● **The task**: Look through the entries below and report every line that has "facade".

[Given information — start]

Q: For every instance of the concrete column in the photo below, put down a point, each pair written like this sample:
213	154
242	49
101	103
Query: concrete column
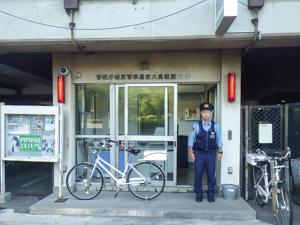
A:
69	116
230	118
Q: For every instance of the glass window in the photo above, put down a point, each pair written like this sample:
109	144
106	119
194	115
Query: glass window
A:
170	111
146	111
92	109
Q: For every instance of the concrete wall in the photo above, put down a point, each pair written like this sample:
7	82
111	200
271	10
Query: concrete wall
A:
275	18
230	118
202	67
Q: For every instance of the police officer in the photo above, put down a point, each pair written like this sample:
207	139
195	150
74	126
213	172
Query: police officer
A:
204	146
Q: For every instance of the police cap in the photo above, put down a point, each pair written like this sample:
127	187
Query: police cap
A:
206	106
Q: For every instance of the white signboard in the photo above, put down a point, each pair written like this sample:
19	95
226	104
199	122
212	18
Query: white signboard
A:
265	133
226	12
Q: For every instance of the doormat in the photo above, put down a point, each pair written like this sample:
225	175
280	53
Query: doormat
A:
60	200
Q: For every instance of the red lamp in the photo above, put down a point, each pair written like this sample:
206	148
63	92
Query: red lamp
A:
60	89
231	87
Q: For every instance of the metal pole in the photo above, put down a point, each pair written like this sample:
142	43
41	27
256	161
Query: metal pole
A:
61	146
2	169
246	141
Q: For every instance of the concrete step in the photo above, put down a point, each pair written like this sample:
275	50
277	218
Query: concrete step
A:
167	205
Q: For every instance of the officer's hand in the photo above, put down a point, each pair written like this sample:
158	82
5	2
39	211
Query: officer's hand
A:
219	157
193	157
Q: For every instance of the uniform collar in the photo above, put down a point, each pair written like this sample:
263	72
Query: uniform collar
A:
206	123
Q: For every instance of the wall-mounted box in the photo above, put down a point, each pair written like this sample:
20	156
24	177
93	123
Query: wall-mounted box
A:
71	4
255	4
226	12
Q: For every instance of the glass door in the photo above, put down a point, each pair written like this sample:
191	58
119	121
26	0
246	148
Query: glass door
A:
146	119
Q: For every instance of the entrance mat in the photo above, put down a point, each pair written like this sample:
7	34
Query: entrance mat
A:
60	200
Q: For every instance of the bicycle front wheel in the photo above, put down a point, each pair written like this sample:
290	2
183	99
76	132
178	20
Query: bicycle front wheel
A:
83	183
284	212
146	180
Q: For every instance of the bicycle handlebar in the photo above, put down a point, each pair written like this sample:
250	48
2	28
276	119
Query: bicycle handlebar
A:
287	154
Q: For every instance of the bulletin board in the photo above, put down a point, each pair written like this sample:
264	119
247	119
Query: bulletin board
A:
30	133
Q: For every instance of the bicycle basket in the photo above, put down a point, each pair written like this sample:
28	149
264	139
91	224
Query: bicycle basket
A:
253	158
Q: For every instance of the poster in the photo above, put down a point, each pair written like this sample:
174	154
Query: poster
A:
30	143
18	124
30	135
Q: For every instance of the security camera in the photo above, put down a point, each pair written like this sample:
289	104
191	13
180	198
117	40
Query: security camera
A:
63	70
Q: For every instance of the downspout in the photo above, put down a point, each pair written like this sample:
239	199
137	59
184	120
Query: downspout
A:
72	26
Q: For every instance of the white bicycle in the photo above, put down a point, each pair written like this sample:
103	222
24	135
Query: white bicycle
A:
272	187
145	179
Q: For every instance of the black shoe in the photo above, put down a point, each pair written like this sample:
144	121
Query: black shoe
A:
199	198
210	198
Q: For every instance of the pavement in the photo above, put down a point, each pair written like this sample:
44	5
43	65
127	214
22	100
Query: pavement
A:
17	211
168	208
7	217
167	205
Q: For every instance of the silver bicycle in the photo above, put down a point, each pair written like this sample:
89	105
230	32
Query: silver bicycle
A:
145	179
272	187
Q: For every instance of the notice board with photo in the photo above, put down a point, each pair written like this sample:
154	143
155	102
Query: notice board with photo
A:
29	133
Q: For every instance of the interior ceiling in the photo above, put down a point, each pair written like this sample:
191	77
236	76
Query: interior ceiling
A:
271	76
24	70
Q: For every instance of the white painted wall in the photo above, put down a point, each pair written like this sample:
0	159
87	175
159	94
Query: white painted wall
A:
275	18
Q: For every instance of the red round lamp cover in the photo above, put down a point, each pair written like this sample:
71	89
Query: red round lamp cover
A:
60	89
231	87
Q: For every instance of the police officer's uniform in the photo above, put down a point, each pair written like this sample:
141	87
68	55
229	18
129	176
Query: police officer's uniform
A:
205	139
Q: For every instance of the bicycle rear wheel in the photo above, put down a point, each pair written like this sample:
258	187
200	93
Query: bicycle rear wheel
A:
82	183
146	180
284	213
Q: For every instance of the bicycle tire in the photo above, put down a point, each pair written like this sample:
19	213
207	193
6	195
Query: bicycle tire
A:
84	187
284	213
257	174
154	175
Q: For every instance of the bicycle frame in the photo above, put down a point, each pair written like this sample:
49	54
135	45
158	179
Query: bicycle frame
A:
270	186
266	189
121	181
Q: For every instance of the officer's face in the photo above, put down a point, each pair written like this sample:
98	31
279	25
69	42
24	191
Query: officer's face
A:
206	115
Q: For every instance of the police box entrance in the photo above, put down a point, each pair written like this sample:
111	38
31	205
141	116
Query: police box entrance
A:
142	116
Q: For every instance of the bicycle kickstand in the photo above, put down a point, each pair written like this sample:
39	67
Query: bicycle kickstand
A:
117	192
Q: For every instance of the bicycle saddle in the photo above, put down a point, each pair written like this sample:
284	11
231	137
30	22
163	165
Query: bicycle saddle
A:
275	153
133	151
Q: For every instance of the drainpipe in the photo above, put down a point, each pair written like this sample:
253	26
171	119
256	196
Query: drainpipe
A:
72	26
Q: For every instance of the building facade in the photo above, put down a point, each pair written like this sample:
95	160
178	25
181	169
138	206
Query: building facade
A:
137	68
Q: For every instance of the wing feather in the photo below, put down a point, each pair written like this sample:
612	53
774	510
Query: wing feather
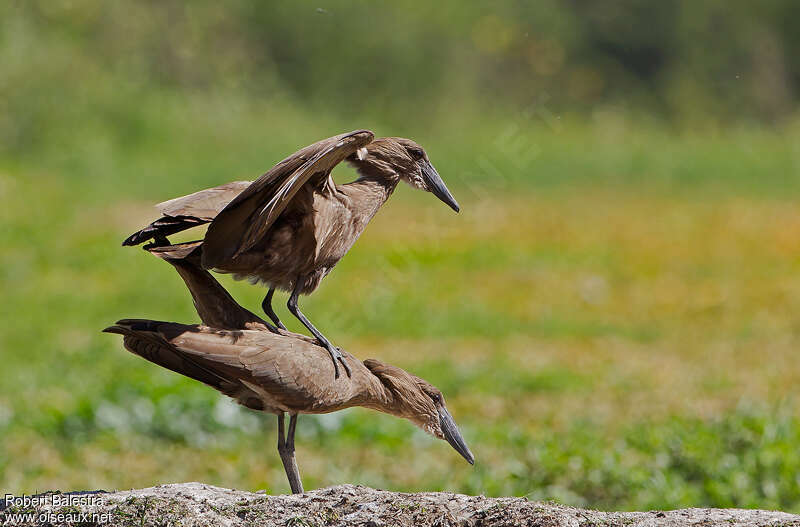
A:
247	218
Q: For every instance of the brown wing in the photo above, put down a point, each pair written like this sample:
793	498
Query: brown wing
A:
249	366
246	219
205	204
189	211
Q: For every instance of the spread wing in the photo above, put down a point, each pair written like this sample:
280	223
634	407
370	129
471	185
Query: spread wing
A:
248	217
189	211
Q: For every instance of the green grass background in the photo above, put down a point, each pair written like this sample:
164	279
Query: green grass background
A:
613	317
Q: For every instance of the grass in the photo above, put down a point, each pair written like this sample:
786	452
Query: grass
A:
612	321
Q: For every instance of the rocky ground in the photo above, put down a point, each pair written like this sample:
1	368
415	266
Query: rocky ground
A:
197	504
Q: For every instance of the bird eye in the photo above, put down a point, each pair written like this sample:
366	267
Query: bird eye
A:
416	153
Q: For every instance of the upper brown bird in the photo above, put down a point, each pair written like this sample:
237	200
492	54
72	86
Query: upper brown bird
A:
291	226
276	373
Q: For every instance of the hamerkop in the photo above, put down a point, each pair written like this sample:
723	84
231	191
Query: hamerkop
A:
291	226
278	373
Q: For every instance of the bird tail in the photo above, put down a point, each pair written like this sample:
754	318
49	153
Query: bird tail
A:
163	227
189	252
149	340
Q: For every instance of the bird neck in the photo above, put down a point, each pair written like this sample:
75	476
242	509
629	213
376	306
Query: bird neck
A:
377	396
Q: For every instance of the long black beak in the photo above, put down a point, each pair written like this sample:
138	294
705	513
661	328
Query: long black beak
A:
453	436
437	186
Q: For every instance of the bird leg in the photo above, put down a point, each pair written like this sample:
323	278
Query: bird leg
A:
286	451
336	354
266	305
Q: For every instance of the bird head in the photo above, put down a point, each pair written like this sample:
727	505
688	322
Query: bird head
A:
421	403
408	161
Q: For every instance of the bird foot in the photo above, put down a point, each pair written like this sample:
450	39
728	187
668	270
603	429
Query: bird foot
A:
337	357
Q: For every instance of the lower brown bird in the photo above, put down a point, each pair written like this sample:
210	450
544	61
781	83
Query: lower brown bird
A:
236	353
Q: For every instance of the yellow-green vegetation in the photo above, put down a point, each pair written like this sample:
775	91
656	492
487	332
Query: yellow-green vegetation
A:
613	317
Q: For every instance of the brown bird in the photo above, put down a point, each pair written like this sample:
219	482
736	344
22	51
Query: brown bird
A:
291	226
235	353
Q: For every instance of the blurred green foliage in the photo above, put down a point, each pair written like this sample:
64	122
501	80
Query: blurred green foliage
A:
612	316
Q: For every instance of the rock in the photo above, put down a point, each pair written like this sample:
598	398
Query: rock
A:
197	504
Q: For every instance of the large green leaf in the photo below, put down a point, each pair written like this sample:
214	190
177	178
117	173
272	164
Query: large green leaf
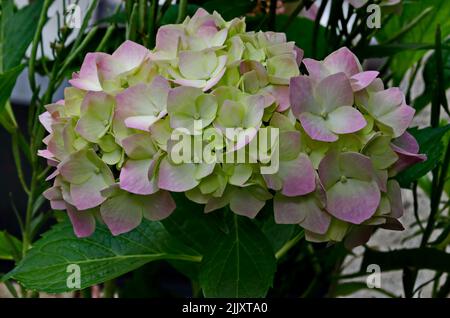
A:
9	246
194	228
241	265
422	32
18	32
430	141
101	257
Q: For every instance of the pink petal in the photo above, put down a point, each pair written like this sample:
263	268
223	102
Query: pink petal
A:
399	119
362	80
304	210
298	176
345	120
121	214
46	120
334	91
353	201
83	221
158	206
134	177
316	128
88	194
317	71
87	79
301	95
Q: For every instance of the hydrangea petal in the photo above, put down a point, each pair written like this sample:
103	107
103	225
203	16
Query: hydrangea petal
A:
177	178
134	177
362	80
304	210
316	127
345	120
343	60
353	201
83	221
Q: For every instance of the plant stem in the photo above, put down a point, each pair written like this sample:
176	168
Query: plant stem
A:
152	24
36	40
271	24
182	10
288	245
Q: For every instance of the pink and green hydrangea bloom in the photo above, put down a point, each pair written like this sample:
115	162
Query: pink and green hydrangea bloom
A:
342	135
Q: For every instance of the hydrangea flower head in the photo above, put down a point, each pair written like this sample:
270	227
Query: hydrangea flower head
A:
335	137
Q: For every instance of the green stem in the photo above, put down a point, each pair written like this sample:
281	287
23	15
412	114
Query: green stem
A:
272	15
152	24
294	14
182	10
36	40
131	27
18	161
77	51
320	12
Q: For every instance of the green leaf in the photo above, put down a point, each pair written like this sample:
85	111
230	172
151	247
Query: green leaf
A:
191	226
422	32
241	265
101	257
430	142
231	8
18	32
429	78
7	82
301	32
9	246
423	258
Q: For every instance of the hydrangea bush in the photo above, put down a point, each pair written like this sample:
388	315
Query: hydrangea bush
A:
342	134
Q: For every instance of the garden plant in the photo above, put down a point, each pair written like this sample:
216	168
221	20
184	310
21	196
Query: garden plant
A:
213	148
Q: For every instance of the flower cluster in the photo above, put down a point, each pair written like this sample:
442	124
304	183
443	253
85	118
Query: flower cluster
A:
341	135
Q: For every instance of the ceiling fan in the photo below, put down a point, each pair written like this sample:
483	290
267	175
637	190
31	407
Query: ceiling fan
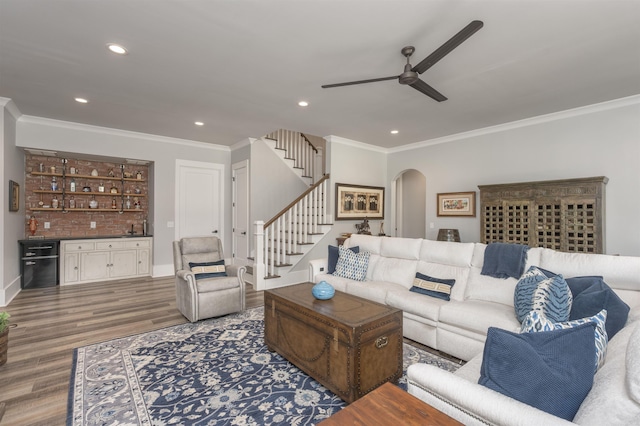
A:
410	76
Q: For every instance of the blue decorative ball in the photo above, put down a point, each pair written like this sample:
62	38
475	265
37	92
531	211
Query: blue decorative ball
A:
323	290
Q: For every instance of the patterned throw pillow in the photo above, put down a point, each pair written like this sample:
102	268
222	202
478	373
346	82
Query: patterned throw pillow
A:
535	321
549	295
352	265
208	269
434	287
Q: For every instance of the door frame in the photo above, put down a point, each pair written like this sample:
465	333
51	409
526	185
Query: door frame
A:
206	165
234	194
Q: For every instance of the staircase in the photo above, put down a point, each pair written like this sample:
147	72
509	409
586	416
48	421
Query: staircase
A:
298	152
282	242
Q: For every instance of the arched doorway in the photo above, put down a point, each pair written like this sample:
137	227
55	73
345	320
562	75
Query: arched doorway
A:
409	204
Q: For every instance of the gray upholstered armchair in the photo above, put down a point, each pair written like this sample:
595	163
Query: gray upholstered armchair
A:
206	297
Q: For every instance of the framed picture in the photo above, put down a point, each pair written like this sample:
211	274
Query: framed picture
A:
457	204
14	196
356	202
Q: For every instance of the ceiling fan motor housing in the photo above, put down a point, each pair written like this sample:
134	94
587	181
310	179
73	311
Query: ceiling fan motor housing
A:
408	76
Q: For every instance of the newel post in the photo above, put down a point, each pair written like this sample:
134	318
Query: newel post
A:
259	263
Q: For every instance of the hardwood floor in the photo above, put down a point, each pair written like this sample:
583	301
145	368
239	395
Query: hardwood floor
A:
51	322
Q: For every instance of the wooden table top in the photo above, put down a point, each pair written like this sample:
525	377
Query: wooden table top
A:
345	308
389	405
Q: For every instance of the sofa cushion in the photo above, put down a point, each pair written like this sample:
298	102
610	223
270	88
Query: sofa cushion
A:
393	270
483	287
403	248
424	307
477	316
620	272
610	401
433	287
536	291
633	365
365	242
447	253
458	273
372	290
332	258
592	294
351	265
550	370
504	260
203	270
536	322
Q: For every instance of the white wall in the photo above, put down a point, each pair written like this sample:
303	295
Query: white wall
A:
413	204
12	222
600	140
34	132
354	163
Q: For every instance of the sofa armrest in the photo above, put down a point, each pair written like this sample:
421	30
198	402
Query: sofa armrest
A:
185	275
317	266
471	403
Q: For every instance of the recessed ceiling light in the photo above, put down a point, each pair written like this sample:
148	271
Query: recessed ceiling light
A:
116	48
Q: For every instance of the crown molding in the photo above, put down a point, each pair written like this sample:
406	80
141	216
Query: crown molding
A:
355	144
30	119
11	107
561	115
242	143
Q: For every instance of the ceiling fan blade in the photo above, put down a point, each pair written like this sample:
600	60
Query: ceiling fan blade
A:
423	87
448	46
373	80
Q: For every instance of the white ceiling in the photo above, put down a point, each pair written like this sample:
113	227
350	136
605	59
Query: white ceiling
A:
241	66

[Given information — finish]

● **Written response**:
Q: For every instance of the building facade in the photo above, put down a point, each pair written like this sample:
Query: building facade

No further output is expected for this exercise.